Rewrite the rows from the line with "In this picture, where can the baked" up to and including the line with "point(223, 204)", changing "crumbly surface" to "rough surface" and keeping everything else the same. Output only those lines.

> **Information shown**:

◆ ◆ ◆ ◆ ◆

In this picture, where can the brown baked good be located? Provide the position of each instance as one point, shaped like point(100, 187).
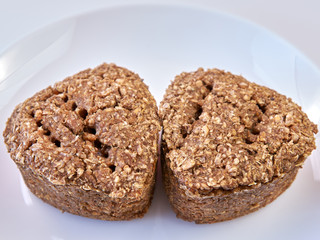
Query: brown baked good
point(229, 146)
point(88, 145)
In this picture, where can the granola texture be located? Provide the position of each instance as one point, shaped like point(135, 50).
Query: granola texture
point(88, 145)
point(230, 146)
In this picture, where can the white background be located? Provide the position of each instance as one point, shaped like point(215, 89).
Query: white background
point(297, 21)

◆ ◆ ◆ ◆ ◆

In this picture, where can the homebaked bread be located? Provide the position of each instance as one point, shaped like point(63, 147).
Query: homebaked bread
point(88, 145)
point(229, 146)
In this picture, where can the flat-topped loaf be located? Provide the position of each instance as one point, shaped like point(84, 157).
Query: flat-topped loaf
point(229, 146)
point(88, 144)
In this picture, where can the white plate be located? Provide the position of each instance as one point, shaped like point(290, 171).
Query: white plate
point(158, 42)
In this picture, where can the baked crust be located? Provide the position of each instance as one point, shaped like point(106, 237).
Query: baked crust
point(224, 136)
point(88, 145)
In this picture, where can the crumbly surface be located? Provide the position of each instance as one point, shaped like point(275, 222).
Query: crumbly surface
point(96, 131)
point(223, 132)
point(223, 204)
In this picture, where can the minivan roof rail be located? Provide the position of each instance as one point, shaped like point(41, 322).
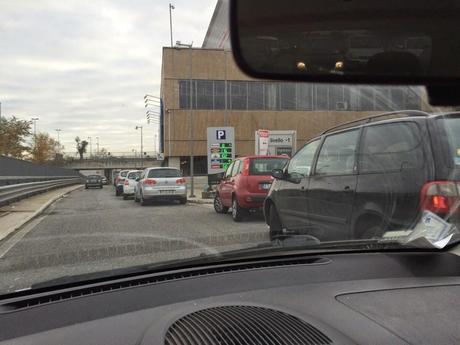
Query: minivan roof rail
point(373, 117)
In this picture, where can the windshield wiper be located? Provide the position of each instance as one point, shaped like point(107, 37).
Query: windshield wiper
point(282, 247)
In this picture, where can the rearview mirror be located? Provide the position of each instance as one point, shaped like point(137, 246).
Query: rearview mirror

◆ ◆ ◆ ◆ ◆

> **Response to this exercise**:
In this picture, where can the baked crust be located? Provide the position of each instance as one point, shaped like point(106, 237).
Query: baked crust
point(224, 136)
point(88, 145)
In this picture, where can the rough surface be located? Provide the position of each instance as one point, shaped like point(275, 222).
Query: rough surface
point(96, 131)
point(223, 132)
point(223, 204)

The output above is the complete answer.